**EXCERPTED TEXT:**
Location
- Stapleton Road Formby Liverpool, Merseyside, L37 2YN England

Information
- Type: Academy
- Established: 1976
- Local authority: Sefton
- Department for Education URN: 137612 Tables
- Ofsted: Reports
- Head teacher: Michael McGarry
- Gender: Coeducational
- Age: 11 to 18
- Enrolment: 1072
- Houses: Sefton, Blundell, Derby and Weld
- Website: http://www.range.sefton.sch.uk/

= Range High School =

Range High School is a coeducational secondary school and sixth form located in Formby, Merseyside, England. It was built during the early 1970s after a contracted period of delays and was necessary due to the increasing overcrowding at nearby Formby High School.

The local primary schools St. Luke's and Woodlands act as feeder schools to Range High.

The school is one of the few schools in the country to have received five consecutive 'outstanding' ratings from OFSTED; however, it dropped to a "requires improvement" rating in 2018.

In 2016, the school was one of only three schools in the area to achieve a positive Progress 8 score on the new national school performance measures, while the 2019 was the highest of any 11-18 secondary school in Sefton.

== History ==
===Planning===
Overcrowding at Formby High School reached unprecedented levels by the early 1970s, with ten-form entries at the school by 1971, each with over 30 pupils per class. Plans were already underway for construction of a new secondary school, then referred to as Formby South High School. Delays were experienced before construction of the school could commence, due to disagreements with landowners over the value of the land needed to build the school on, then privately owned by the estate of Mr Richard Formby. There were also concerns over dangerous emissions from the proposed heating system.

===Construction===
Despite budget cutbacks announced by the Chancellor of the Exchequer in January 1974 just prior to the February 1974 United Kingdom general election, the school project was unaffected as it was considered a "basic new project" as opposed to a "replacement project" and therefore received priority due to its urgent need. Further delays were reported the following month in February 1974, due to a delay in the tendering process by Lancashire County Council. Building work started on the school in April 1974 at a cost of around £950,000, following several set backs and at that time was estimated for completion by May 1976. Although some of the early delays were as a result of difficulty in obtaining the land, construction delays were attributed to building material shortages. The construction cost was a considerable increase on the 1973 estimate of £670,000, although assurances were offered that the cost burden would not fall exclusively to Formby residents.

**PROVIDED RECORDS:**
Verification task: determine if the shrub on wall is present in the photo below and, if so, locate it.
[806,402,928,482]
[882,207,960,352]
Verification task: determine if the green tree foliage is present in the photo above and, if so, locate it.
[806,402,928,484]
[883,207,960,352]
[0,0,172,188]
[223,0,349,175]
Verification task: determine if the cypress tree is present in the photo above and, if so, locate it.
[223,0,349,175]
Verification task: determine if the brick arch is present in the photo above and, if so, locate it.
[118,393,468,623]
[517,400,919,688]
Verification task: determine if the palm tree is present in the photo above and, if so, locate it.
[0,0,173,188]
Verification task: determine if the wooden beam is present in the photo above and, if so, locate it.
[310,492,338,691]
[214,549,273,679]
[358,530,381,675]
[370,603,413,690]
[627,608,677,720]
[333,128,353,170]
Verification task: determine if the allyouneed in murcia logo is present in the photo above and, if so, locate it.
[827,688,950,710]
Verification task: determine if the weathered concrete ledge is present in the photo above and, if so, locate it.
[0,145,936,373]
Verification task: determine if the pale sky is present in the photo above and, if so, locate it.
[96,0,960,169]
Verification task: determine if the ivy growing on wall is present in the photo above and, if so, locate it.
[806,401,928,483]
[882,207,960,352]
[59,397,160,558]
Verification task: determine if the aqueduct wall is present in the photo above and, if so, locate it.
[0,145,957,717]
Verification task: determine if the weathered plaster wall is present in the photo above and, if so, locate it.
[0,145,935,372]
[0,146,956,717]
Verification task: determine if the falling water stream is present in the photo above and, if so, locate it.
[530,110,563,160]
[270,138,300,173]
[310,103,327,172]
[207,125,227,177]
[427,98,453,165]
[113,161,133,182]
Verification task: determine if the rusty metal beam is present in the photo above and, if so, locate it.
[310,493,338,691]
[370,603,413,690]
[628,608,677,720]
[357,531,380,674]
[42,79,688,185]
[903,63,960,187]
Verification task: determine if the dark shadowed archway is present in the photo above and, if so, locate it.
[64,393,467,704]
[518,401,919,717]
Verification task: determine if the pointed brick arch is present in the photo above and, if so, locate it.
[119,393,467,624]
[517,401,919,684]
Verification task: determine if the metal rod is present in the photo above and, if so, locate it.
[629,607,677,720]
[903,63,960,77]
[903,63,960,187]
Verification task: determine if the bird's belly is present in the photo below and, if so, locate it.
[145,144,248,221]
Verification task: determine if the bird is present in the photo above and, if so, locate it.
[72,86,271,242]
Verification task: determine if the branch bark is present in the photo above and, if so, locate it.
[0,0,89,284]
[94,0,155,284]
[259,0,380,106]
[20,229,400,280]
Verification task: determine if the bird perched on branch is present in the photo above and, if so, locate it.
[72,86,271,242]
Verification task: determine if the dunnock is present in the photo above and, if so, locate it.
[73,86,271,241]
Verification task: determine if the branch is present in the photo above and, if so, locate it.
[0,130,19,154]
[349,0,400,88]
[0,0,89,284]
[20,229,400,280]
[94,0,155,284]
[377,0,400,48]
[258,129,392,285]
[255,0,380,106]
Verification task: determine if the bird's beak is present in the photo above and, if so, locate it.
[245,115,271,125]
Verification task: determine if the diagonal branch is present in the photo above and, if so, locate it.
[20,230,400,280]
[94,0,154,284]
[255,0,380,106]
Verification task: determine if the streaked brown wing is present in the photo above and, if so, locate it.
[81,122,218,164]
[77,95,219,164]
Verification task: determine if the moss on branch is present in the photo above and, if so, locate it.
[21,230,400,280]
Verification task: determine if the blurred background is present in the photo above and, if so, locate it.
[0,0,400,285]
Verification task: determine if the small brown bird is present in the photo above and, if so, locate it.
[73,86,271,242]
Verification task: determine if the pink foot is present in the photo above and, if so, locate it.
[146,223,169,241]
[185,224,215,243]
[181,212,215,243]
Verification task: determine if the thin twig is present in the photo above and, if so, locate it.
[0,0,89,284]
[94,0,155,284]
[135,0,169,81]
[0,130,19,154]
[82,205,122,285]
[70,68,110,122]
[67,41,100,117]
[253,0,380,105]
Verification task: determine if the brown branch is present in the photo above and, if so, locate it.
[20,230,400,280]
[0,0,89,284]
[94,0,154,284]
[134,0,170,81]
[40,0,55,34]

**EXERCISE DIRECTIONS:**
Reproduce, word for word, the passage of the Range High School text starting at "Range High School is" and ending at "Formby High School.".

**FINISHED EXERCISE:**
Range High School is a coeducational secondary school and sixth form located in Formby, Merseyside, England. It was built during the early 1970s after a contracted period of delays and was necessary due to the increasing overcrowding at nearby Formby High School.